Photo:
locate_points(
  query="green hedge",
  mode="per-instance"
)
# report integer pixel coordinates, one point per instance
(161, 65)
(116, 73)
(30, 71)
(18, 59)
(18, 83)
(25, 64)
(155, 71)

───

*Problem to work on:* The response has to contain every record shown above, unaltered and complete.

*Exercise response:*
Photo:
locate_points(
  query="green hedge",
  mode="per-instance"
)
# report integer pixel coordinates, one point per instance
(161, 65)
(116, 73)
(30, 71)
(18, 59)
(18, 83)
(25, 64)
(155, 71)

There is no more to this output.